◆ Dataset ◆
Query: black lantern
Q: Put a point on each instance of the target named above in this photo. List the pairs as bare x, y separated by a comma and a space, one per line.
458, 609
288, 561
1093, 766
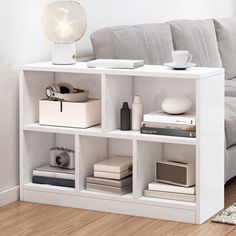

◆ Exercise description ◆
Copy out the records above word for word, leaving out the pictures.

◆ Correct response ◆
Query: black lantern
Q: Put a point on each instance of the target named above in this photo. List the pairs as bare x, y separated by a comma and a space, one per line.
458, 609
288, 561
1093, 766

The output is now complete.